▸ **Set exercise**
Return every entry exactly.

▸ **Dataset records**
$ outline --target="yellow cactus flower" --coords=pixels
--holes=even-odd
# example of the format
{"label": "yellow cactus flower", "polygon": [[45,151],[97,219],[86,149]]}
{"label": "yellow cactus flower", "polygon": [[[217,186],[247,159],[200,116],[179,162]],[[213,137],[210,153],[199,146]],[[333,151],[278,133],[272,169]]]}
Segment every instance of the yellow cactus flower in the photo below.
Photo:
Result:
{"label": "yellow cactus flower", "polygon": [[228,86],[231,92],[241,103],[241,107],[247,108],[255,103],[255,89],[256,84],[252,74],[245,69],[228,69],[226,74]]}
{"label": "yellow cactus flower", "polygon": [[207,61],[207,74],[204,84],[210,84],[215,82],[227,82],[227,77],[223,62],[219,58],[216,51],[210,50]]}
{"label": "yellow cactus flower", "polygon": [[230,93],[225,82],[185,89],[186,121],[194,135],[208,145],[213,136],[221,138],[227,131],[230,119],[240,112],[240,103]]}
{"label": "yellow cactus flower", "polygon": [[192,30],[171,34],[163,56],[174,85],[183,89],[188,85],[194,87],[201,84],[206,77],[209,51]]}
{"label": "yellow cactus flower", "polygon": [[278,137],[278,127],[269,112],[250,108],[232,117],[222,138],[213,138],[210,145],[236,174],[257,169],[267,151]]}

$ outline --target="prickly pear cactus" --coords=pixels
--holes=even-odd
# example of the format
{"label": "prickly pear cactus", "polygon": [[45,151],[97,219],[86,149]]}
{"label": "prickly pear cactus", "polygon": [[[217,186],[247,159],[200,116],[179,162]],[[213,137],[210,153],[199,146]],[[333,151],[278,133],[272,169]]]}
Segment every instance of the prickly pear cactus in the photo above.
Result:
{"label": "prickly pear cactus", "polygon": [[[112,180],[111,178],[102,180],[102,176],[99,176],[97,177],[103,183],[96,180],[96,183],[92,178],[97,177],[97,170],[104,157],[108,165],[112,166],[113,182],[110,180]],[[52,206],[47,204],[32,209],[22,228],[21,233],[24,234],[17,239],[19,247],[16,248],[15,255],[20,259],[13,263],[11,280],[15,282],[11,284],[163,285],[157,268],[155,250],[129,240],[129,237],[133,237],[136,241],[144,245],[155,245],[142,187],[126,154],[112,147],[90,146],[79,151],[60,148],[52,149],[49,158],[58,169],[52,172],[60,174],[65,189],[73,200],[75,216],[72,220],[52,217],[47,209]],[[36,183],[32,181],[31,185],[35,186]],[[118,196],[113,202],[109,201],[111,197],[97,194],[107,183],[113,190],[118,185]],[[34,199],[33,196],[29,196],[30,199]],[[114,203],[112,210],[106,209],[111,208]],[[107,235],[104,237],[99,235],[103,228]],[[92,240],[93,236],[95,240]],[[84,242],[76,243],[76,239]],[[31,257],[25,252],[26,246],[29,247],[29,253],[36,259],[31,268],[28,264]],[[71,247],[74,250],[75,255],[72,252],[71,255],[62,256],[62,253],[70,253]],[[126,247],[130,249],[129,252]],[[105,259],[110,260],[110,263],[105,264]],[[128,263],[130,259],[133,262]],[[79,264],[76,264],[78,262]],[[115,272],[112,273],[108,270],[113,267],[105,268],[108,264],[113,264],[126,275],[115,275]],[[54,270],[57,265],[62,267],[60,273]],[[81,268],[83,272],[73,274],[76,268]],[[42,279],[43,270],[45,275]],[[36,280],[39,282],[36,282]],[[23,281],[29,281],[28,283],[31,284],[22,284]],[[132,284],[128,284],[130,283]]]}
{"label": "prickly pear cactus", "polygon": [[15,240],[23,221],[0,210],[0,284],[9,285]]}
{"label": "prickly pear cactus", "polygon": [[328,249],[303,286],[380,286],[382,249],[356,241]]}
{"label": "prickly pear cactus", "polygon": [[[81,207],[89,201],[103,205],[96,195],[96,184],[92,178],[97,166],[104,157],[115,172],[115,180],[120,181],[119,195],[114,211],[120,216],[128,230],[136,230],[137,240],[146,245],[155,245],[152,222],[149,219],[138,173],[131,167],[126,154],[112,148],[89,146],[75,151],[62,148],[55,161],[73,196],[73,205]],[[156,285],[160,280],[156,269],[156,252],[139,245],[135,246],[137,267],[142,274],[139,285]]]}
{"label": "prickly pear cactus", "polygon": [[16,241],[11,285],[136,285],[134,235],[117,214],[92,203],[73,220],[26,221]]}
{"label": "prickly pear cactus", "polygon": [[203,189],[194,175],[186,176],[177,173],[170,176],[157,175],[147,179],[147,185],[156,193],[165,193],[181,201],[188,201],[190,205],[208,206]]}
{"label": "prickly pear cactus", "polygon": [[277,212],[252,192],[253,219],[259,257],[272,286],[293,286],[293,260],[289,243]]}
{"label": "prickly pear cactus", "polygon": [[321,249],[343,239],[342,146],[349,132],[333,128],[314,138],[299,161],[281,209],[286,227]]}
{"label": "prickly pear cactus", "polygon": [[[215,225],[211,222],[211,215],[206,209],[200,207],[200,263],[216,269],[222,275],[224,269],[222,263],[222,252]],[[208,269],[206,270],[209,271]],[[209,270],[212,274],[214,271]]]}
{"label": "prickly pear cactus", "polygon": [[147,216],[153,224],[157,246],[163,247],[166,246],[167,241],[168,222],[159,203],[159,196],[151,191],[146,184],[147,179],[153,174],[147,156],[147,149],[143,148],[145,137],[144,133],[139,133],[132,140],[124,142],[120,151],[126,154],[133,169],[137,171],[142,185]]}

▸ **Response to the exercise**
$ outline --target="yellow cactus flower" --coords=pixels
--holes=even-odd
# example of the format
{"label": "yellow cactus flower", "polygon": [[45,151],[97,219],[86,149]]}
{"label": "yellow cactus flower", "polygon": [[[217,186],[247,159],[200,116],[179,162]],[[213,137],[210,153],[199,146]],[[333,151],[278,133],[272,169]]]}
Segment every instance of the yellow cactus flower in the photo below.
Photo:
Result:
{"label": "yellow cactus flower", "polygon": [[228,86],[231,92],[241,103],[241,107],[247,108],[255,103],[255,89],[256,84],[252,74],[245,69],[228,69],[226,74]]}
{"label": "yellow cactus flower", "polygon": [[207,61],[207,74],[204,84],[210,84],[215,82],[227,82],[227,77],[223,62],[219,58],[216,51],[210,50]]}
{"label": "yellow cactus flower", "polygon": [[230,93],[225,82],[185,89],[186,121],[194,135],[208,145],[213,136],[221,138],[227,131],[230,119],[240,112],[240,103]]}
{"label": "yellow cactus flower", "polygon": [[192,30],[171,34],[163,56],[174,85],[183,89],[188,85],[194,87],[201,84],[206,77],[209,51]]}
{"label": "yellow cactus flower", "polygon": [[278,137],[278,127],[269,112],[250,108],[232,117],[222,138],[213,138],[210,145],[236,174],[257,169],[267,151]]}

$ outline --target="prickly pear cactus" --coords=pixels
--holes=even-odd
# example of the format
{"label": "prickly pear cactus", "polygon": [[45,151],[97,219],[86,149]]}
{"label": "prickly pear cactus", "polygon": [[[217,186],[247,159],[200,116],[179,162]],[[213,137],[210,153],[199,146]],[[333,151],[278,133],[272,169]]]}
Segment every instance of the prickly pear cactus in the photo above.
Result:
{"label": "prickly pear cactus", "polygon": [[[112,180],[111,178],[102,180],[102,176],[99,176],[97,177],[103,183],[96,180],[96,183],[92,178],[97,177],[97,170],[104,157],[108,165],[112,166],[113,182],[110,180]],[[52,206],[47,204],[32,209],[22,228],[21,233],[24,234],[17,239],[19,247],[16,248],[15,255],[20,259],[13,263],[11,280],[15,282],[11,284],[163,285],[157,268],[155,250],[129,240],[129,237],[133,237],[136,241],[144,245],[155,245],[142,187],[126,154],[112,147],[90,146],[79,151],[60,148],[52,149],[49,158],[58,169],[52,172],[60,174],[65,189],[73,200],[75,216],[72,220],[52,217],[47,209]],[[36,183],[32,181],[31,185],[35,186]],[[118,196],[113,202],[109,201],[111,197],[97,194],[107,183],[113,190],[118,185]],[[34,199],[33,196],[29,196],[30,199]],[[114,203],[112,210],[106,209],[111,208]],[[107,235],[104,237],[99,235],[103,228]],[[92,240],[93,236],[95,240]],[[84,242],[76,243],[76,239]],[[31,257],[25,252],[26,246],[29,247],[29,253],[36,259],[31,268],[28,264]],[[71,247],[74,250],[75,255],[72,252],[71,255],[62,256],[62,253],[70,253]],[[126,247],[130,249],[129,252]],[[105,259],[110,260],[110,263],[105,264]],[[128,263],[130,259],[133,262]],[[79,264],[76,264],[78,262]],[[115,272],[112,273],[108,270],[113,267],[105,268],[108,264],[113,264],[126,275],[115,275]],[[54,270],[57,265],[62,267],[60,273]],[[81,268],[83,272],[73,274],[76,268]],[[42,279],[43,270],[45,275]],[[36,280],[39,282],[36,282]],[[23,281],[29,281],[28,283],[31,284],[22,284]],[[132,284],[128,284],[130,283]]]}
{"label": "prickly pear cactus", "polygon": [[15,240],[23,221],[0,210],[0,284],[9,285]]}
{"label": "prickly pear cactus", "polygon": [[328,249],[303,286],[380,286],[382,249],[356,241]]}
{"label": "prickly pear cactus", "polygon": [[[81,207],[89,201],[103,205],[96,195],[96,184],[92,178],[97,166],[104,157],[115,172],[115,180],[120,181],[119,195],[114,211],[120,216],[128,230],[136,230],[137,240],[146,245],[155,245],[152,222],[149,219],[138,173],[131,167],[126,154],[112,148],[89,146],[75,151],[62,148],[55,161],[73,196],[73,205]],[[156,285],[160,280],[156,269],[156,252],[139,245],[135,246],[137,267],[142,274],[139,285]]]}
{"label": "prickly pear cactus", "polygon": [[16,241],[11,285],[136,285],[134,235],[117,214],[92,203],[73,220],[26,221]]}
{"label": "prickly pear cactus", "polygon": [[203,189],[194,175],[186,176],[177,173],[170,176],[157,175],[147,179],[147,185],[156,193],[165,193],[181,201],[188,201],[190,205],[208,206]]}
{"label": "prickly pear cactus", "polygon": [[277,212],[252,192],[253,219],[259,257],[272,286],[293,286],[293,260],[289,243]]}
{"label": "prickly pear cactus", "polygon": [[321,249],[343,239],[342,146],[349,132],[333,128],[314,138],[299,161],[281,209],[286,227]]}
{"label": "prickly pear cactus", "polygon": [[[215,225],[211,222],[211,215],[206,209],[200,207],[200,263],[216,269],[222,275],[224,269],[222,263],[222,252]],[[208,269],[206,270],[209,271]],[[209,270],[212,274],[214,271]]]}
{"label": "prickly pear cactus", "polygon": [[147,216],[153,224],[157,246],[163,247],[166,246],[167,241],[168,222],[159,203],[159,196],[151,191],[146,184],[147,179],[153,174],[147,156],[147,149],[143,148],[145,137],[144,133],[139,133],[132,140],[124,142],[120,151],[126,154],[133,169],[137,171],[142,185]]}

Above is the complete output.